[RECORDS PROVIDED — start]

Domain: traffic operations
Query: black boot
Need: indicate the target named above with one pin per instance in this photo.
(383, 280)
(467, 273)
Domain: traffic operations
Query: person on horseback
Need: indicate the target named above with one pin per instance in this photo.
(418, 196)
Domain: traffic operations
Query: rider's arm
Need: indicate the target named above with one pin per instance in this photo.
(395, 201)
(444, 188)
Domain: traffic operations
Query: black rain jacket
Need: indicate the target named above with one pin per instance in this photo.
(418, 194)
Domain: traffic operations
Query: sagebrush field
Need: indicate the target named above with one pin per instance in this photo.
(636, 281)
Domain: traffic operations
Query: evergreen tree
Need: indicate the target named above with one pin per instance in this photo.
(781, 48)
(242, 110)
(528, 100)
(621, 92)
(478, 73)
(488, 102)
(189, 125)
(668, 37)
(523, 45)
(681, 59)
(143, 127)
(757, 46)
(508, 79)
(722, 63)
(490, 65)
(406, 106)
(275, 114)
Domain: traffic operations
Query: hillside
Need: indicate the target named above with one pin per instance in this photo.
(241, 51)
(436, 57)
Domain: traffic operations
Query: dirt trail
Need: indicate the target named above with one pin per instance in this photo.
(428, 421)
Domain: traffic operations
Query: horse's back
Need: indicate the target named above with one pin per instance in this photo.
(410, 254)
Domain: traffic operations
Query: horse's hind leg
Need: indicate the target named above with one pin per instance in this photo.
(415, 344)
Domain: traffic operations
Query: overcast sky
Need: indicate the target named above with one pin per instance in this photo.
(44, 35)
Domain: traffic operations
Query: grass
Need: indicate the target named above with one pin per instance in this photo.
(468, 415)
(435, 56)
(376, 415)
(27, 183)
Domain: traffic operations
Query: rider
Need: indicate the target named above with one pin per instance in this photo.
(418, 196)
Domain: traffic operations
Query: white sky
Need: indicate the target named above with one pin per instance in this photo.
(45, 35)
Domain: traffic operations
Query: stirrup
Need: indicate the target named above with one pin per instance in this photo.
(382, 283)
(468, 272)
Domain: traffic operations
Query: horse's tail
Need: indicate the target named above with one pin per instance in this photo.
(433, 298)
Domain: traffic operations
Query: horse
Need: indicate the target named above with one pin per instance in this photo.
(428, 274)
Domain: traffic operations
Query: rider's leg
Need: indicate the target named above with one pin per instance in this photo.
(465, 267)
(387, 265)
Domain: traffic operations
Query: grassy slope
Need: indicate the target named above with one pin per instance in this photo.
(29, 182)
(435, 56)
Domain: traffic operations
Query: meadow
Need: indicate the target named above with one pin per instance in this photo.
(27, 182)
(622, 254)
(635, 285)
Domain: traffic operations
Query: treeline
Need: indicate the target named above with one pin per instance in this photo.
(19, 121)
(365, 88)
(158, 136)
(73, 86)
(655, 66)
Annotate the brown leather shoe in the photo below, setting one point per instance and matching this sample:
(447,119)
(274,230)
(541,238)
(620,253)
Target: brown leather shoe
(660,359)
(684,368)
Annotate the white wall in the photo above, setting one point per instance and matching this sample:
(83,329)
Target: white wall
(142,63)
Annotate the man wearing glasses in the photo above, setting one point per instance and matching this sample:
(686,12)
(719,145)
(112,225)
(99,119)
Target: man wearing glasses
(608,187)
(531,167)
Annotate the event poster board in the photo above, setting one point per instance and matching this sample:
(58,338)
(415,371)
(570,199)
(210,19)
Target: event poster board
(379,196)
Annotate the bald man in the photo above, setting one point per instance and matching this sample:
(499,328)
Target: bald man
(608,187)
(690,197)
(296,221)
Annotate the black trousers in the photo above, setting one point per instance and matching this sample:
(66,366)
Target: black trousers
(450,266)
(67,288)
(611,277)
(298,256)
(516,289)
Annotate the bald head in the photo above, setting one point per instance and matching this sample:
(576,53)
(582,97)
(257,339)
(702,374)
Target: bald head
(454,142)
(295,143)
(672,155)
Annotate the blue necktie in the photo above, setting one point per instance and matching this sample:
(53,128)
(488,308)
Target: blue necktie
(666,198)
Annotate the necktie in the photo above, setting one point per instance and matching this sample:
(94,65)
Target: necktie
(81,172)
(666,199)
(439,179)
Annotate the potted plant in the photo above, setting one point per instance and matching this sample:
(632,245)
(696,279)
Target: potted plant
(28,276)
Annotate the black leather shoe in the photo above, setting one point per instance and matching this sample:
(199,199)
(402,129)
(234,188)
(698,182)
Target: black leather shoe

[RECORDS PROVIDED — finish]

--- YOUR ASSIGNMENT ---
Report every line from the material above that mentions the word "rider".

--- ANSWER TO THIS PROBLEM ---
Query: rider's arm
Query: rider
Query: rider's leg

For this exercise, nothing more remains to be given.